Brief: Rewrite the lines below as a numbered list, starting at the line with "Where can the ceiling fan be" and ending at the line with "<point>334,129</point>". Include both of those lines and leave out any blank lines.

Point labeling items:
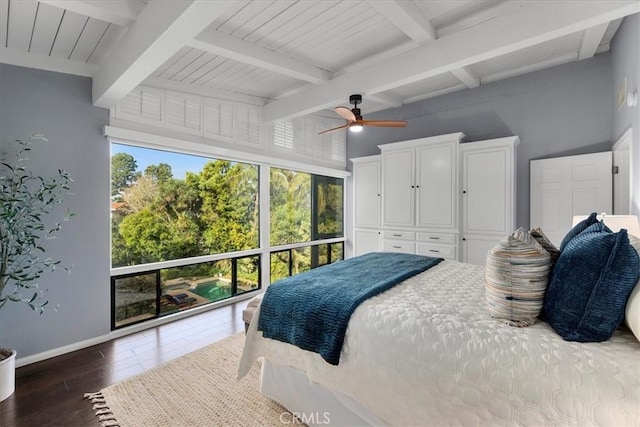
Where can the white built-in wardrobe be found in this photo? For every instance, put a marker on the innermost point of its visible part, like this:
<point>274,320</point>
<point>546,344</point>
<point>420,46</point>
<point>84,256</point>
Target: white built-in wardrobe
<point>438,196</point>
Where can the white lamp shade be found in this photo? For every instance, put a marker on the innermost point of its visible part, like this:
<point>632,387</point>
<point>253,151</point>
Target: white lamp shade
<point>616,222</point>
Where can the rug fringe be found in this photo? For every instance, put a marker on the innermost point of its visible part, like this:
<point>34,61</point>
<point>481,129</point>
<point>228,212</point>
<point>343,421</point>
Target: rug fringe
<point>102,410</point>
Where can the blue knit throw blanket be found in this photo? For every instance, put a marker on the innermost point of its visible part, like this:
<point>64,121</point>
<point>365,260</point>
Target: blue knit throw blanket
<point>311,310</point>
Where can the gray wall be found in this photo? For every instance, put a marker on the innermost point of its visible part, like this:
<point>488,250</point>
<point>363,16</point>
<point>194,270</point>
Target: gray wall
<point>59,106</point>
<point>562,110</point>
<point>625,48</point>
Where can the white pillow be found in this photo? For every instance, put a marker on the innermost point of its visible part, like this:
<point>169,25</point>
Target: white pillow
<point>632,311</point>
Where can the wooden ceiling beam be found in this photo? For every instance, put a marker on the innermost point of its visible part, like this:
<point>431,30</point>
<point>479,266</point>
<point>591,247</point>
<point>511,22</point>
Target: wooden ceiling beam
<point>531,24</point>
<point>237,49</point>
<point>161,30</point>
<point>123,13</point>
<point>407,18</point>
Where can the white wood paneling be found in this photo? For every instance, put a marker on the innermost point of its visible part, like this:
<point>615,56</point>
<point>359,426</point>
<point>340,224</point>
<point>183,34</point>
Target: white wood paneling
<point>44,29</point>
<point>21,19</point>
<point>562,187</point>
<point>91,35</point>
<point>303,56</point>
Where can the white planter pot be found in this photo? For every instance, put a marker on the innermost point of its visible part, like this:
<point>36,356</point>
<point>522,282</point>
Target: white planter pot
<point>8,376</point>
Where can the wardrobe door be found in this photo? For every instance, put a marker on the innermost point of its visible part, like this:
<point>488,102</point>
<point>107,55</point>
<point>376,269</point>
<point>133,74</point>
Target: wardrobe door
<point>488,195</point>
<point>366,179</point>
<point>398,188</point>
<point>436,183</point>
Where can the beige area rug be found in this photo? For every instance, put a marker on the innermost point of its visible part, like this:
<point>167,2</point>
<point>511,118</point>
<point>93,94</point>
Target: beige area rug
<point>197,389</point>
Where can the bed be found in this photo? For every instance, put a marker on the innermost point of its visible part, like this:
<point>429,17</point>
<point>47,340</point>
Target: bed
<point>427,352</point>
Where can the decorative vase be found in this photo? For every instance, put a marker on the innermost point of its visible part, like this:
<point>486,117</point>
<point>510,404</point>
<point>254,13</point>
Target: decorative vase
<point>8,376</point>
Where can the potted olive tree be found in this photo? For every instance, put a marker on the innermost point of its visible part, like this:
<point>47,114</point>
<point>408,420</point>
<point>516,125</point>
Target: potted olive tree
<point>26,199</point>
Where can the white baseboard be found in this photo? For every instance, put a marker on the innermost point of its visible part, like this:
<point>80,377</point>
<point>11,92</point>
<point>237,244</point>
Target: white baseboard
<point>59,351</point>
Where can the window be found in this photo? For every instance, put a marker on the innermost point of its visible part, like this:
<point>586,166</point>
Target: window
<point>142,296</point>
<point>185,229</point>
<point>179,206</point>
<point>306,210</point>
<point>305,207</point>
<point>168,212</point>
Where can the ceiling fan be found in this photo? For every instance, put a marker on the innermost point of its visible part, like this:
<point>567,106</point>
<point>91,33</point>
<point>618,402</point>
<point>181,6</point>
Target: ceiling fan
<point>354,119</point>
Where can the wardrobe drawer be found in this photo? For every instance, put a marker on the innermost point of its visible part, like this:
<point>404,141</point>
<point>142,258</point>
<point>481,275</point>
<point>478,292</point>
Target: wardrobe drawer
<point>399,235</point>
<point>437,238</point>
<point>438,251</point>
<point>399,246</point>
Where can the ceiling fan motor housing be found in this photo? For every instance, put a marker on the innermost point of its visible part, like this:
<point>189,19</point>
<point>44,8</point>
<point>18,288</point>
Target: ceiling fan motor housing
<point>355,99</point>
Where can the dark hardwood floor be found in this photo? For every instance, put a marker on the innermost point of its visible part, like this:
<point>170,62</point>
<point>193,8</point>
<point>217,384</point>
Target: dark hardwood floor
<point>50,393</point>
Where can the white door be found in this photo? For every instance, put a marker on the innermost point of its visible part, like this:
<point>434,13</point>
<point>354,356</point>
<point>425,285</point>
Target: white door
<point>366,189</point>
<point>398,188</point>
<point>487,190</point>
<point>437,191</point>
<point>562,187</point>
<point>622,175</point>
<point>366,241</point>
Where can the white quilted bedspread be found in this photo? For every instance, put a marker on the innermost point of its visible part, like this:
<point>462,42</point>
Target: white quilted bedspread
<point>427,352</point>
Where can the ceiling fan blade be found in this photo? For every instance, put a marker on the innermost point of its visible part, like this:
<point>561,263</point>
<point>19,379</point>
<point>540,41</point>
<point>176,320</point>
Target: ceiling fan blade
<point>345,113</point>
<point>383,123</point>
<point>334,129</point>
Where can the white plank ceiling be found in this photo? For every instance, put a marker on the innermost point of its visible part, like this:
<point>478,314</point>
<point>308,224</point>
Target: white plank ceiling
<point>296,57</point>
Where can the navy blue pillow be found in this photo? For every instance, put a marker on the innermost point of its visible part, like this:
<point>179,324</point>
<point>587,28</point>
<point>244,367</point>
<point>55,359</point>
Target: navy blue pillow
<point>590,285</point>
<point>579,228</point>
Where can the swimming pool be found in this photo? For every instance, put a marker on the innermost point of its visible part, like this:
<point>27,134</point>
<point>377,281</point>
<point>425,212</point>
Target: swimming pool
<point>212,290</point>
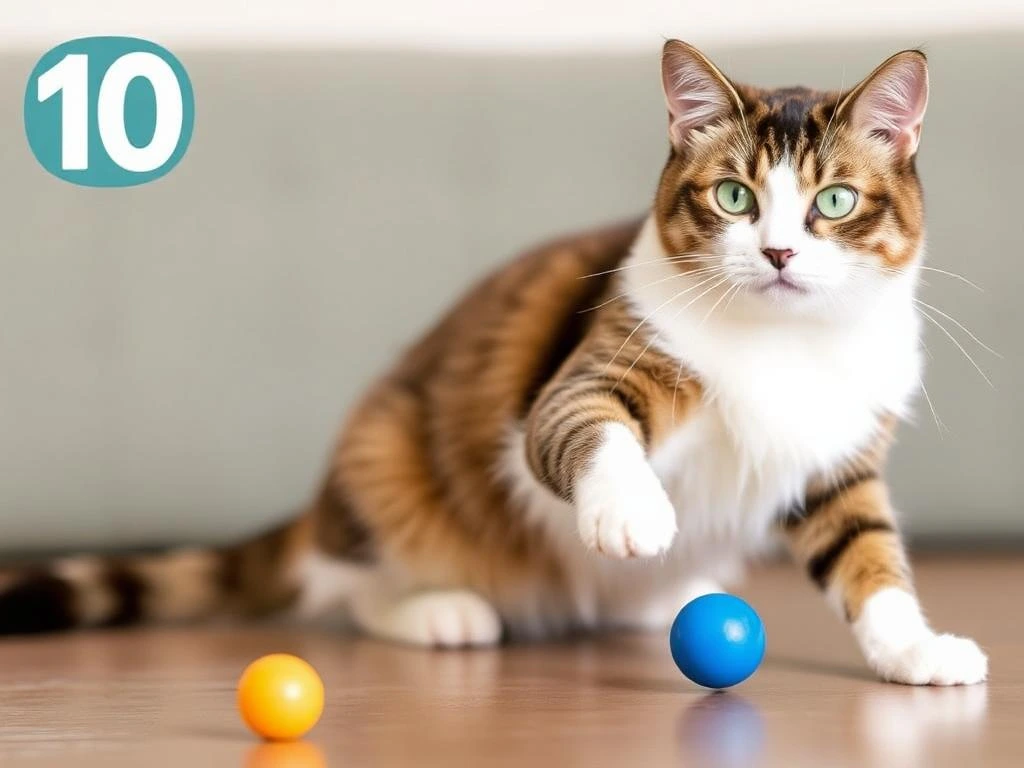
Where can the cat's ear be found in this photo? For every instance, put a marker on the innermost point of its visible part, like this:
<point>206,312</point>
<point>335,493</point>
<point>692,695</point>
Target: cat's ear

Solution to this problem:
1. Where can the ceiling fan be found in this photo? For every instance, put a marker on the innermost point of its visible part, like this:
2. <point>567,106</point>
3. <point>91,33</point>
4. <point>618,402</point>
5. <point>181,6</point>
6. Target: ceiling fan
7. <point>354,119</point>
8. Where can the wardrobe drawer be found in this photo? For every instance, put a marker on the innermost point of its visible part, like this:
9. <point>404,141</point>
10. <point>142,258</point>
11. <point>481,275</point>
12. <point>478,292</point>
13. Target: wardrobe drawer
14. <point>399,235</point>
15. <point>437,238</point>
16. <point>438,251</point>
17. <point>399,246</point>
18. Where can the ceiling fan motor housing be found in this photo? For every instance, put a marker on the innermost point of its visible part, like this:
19. <point>189,19</point>
20. <point>44,8</point>
21. <point>18,288</point>
22. Target: ceiling fan motor housing
23. <point>355,99</point>
24. Where can the dark hardwood floor be found in this photo? For every instance, put a marker on the innermost point of its visible part, like this:
25. <point>170,62</point>
26. <point>193,8</point>
27. <point>217,384</point>
28. Target: dark hardwood floor
29. <point>50,393</point>
30. Where can the white door be found in this photo? For every instance, put a marker on the innermost point of its visible part, like this:
31. <point>434,13</point>
32. <point>354,356</point>
33. <point>425,285</point>
34. Target: white door
35. <point>366,189</point>
36. <point>398,188</point>
37. <point>487,190</point>
38. <point>437,191</point>
39. <point>562,187</point>
40. <point>622,175</point>
41. <point>366,241</point>
42. Where can the white quilted bedspread be found in this photo? For every instance, put a marker on the innermost point of its visible part, like this:
43. <point>462,42</point>
44. Target: white quilted bedspread
45. <point>427,352</point>
46. Where can the ceiling fan blade be found in this photo? For every instance, put a marker on the innermost point of its visible part, like this:
47. <point>561,263</point>
48. <point>19,379</point>
49. <point>540,41</point>
50. <point>176,320</point>
51. Target: ceiling fan blade
52. <point>345,113</point>
53. <point>383,123</point>
54. <point>334,129</point>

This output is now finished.